→ TEXTO DE PARTIDA:
Pero las cifras, los compromisos y el volumen de negocio que año tras año se actualizan y repiten en foros al más alto nivel no consiguen salvar de la explotación a mujeres, hombres y niños que se convierten para nosotros en meros datos fáciles de olvidar. Les borramos el nombre y el rostro.

¿Y por qué? Desde hace treinta años me dedico al periodismo social. Los profesionales nos guiamos por códigos éticos y narrativos que buscan proteger la integridad de aquellos que con enorme generosidad nos cuentan sus odiseas personales. Cuando comencé mi carrera me movía el convencimiento de que denunciar las situaciones injustas y deshumanizadas podría mejorar nuestro mundo. Sólo tenía que intentar que cada relato llevara una parte de mí misma. Para que mi voz fuera la voz de los silenciados y mi rostro, el de los invisibles. Porque yo sí podía dar la cara y firmar el reportaje por ellos: yo no estaba amenazada de muerte por mi traficante, ni mi familia sufriría en su país las horribles consecuencias ni tampoco pagaría deudas desorbitadas. Yo era libre.

→ FILAS PROPORCIONADAS:
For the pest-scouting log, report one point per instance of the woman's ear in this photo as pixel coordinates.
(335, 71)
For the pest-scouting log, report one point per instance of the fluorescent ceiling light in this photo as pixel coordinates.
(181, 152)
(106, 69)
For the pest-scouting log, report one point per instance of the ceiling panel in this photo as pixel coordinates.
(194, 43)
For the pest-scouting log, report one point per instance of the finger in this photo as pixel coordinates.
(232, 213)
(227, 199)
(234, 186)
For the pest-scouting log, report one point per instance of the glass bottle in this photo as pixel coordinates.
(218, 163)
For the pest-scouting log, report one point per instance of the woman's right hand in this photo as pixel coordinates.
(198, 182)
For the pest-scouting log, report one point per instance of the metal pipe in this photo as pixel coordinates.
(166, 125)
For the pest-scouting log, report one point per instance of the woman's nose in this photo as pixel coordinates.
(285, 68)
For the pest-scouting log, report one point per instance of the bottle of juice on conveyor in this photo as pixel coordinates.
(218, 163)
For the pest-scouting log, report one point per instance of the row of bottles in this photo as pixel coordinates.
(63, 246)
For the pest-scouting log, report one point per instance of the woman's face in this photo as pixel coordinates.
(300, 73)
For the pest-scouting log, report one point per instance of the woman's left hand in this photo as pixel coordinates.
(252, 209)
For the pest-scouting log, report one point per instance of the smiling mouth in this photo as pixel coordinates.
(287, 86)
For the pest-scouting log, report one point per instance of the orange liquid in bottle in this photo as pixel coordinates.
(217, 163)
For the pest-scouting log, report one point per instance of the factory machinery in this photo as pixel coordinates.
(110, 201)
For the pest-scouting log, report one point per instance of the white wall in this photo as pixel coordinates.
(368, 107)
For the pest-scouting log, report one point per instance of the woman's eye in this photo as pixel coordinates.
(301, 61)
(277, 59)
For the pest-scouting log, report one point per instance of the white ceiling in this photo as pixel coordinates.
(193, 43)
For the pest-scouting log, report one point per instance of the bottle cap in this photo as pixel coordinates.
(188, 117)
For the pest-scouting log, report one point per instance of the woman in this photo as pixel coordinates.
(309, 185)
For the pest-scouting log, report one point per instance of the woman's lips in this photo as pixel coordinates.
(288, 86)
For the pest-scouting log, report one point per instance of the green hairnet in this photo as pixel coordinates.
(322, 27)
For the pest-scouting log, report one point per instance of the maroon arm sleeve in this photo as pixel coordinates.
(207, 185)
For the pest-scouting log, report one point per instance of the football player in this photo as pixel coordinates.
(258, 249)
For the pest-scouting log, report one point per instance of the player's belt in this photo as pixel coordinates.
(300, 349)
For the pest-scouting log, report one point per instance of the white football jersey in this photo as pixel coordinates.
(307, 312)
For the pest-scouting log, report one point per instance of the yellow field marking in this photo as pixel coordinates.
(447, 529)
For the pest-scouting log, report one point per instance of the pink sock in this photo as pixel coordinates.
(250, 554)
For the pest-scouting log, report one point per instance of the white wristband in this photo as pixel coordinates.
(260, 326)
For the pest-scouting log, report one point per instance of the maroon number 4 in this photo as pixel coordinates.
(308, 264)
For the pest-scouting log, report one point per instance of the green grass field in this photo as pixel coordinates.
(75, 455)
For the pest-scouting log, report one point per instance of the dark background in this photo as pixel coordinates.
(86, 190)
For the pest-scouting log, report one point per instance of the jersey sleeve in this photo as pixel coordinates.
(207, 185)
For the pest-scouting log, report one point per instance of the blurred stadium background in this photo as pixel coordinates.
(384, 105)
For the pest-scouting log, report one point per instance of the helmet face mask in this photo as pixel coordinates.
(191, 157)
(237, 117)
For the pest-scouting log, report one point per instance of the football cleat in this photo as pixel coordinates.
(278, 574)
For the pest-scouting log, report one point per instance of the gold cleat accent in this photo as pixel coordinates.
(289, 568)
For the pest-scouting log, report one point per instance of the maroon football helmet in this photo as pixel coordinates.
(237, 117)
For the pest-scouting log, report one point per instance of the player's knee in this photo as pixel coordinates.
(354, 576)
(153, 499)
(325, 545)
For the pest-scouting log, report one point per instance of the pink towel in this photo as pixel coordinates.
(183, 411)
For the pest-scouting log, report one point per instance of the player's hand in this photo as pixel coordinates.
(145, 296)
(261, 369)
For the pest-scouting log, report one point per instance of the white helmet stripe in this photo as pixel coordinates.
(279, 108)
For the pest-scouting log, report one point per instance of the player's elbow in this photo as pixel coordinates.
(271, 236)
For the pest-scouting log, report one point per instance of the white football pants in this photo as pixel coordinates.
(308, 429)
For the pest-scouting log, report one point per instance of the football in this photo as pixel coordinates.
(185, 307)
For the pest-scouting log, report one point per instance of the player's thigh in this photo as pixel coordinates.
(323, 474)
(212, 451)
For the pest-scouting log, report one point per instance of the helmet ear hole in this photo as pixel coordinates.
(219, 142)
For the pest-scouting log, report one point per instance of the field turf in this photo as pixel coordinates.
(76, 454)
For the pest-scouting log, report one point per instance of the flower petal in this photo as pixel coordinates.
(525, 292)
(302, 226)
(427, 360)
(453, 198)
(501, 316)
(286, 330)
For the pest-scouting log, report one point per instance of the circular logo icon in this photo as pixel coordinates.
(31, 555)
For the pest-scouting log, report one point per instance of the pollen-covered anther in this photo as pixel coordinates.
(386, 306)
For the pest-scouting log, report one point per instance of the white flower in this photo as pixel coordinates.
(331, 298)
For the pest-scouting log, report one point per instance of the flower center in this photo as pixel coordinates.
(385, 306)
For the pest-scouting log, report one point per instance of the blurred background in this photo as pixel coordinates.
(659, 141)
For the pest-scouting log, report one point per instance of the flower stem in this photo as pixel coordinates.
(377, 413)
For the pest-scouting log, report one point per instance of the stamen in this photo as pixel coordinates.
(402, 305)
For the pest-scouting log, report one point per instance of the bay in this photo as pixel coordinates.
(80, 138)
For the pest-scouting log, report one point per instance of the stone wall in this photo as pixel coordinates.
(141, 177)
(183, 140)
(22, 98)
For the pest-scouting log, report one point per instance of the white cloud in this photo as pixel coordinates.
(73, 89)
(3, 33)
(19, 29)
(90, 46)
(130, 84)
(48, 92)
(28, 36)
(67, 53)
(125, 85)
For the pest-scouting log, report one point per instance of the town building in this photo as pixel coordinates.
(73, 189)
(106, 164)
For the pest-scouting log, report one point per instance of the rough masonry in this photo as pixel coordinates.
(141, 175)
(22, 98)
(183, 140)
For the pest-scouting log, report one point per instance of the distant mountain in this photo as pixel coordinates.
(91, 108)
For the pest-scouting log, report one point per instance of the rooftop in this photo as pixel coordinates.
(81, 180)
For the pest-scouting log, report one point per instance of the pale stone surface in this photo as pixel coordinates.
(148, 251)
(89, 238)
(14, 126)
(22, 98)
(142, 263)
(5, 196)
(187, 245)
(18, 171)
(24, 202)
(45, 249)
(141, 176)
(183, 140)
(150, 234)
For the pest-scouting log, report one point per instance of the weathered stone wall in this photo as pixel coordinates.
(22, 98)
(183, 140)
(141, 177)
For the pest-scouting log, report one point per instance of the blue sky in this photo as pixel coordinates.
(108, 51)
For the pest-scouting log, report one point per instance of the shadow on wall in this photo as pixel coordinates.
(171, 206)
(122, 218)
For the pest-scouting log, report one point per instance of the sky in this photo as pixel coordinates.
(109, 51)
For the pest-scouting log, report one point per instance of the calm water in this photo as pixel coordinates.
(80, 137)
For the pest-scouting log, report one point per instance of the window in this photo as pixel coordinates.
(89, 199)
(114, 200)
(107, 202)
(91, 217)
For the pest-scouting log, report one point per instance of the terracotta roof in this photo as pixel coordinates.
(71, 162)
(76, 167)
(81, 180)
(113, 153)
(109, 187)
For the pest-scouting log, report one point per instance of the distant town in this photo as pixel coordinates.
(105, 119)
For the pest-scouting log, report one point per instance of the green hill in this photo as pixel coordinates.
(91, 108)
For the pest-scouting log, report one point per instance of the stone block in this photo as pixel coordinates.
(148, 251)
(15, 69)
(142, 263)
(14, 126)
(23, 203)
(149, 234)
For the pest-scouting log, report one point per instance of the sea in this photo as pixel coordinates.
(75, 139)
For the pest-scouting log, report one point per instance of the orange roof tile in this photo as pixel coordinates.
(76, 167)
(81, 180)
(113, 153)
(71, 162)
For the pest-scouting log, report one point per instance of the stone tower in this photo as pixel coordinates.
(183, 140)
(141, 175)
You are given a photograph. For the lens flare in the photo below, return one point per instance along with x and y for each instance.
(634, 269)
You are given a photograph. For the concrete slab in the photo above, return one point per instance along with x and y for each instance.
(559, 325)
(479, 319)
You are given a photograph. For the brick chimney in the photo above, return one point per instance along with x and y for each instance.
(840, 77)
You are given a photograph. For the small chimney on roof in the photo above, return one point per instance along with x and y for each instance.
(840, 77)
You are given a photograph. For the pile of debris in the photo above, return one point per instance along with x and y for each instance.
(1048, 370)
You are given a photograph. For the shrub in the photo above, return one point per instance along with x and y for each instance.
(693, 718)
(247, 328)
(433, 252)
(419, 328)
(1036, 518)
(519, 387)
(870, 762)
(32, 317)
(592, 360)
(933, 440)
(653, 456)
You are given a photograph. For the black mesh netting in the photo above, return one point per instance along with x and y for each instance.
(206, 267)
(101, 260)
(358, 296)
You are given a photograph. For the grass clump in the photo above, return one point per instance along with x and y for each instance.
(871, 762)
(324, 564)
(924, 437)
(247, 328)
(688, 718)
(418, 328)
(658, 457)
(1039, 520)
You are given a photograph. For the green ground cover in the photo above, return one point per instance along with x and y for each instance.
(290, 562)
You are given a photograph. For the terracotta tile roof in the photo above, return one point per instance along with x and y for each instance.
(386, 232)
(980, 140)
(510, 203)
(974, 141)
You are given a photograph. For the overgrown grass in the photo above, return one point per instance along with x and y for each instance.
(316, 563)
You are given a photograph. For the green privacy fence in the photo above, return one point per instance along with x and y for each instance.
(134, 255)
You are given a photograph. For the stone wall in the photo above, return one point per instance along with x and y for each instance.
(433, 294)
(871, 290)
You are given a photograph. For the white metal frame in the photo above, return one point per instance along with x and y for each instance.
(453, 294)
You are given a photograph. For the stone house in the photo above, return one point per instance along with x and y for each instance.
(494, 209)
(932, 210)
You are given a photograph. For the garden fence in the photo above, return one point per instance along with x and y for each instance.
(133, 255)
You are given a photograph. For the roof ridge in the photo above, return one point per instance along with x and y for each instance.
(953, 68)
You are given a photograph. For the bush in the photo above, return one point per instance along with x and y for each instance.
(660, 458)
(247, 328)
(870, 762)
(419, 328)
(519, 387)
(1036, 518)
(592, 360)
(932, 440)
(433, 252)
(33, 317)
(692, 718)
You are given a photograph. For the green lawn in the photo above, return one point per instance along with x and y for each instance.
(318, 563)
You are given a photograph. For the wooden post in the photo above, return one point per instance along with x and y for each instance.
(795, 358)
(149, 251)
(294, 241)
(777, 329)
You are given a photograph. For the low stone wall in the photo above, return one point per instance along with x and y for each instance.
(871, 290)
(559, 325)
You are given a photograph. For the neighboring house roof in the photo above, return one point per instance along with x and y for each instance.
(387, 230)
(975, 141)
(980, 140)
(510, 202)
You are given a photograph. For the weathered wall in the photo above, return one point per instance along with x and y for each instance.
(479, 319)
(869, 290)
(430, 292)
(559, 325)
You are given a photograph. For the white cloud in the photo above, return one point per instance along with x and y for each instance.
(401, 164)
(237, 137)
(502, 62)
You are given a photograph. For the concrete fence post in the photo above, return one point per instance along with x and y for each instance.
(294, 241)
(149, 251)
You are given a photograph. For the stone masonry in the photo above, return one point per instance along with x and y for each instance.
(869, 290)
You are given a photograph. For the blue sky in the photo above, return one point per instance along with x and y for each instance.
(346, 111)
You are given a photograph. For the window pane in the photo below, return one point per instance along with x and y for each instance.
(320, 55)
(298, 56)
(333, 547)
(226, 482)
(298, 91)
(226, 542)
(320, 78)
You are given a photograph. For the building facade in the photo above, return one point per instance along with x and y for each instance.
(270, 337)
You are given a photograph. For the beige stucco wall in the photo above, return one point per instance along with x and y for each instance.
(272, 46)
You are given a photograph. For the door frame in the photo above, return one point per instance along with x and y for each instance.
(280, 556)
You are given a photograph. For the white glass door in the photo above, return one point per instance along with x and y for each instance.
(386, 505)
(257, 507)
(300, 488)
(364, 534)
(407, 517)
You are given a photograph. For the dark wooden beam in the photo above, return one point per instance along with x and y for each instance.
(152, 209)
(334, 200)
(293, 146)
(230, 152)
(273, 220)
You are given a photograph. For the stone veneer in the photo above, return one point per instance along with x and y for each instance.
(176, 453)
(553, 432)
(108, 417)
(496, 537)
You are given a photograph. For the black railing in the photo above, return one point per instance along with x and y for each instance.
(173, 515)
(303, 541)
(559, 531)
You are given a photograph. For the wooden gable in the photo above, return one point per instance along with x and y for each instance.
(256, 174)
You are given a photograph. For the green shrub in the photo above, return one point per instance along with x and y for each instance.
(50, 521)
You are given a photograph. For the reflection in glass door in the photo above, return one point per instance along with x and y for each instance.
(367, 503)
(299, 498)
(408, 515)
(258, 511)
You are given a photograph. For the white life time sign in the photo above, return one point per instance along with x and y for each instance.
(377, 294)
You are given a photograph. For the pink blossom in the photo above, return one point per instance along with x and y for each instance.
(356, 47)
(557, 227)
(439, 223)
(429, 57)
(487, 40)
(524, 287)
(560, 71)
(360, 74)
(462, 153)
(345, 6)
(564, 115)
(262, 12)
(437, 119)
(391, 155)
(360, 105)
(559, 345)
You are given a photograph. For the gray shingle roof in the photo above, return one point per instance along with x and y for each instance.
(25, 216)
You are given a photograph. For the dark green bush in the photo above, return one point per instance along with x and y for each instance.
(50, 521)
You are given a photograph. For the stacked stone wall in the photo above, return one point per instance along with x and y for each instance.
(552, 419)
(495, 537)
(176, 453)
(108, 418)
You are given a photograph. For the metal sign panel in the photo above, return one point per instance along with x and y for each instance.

→ QUÉ DEBES HACER:
Copia de nuevo el fragmento del texto de partida que comienza en las palabras "Pero las cifras, los" y termina después de "y el rostro.", sustituyendo "explotación" por "esclavitud". Las filas no intervienen para nada en esto.

→ RESPUESTA:
Pero las cifras, los compromisos y el volumen de negocio que año tras año se actualizan y repiten en foros al más alto nivel no consiguen salvar de la esclavitud a mujeres, hombres y niños que se convierten para nosotros en meros datos fáciles de olvidar. Les borramos el nombre y el rostro.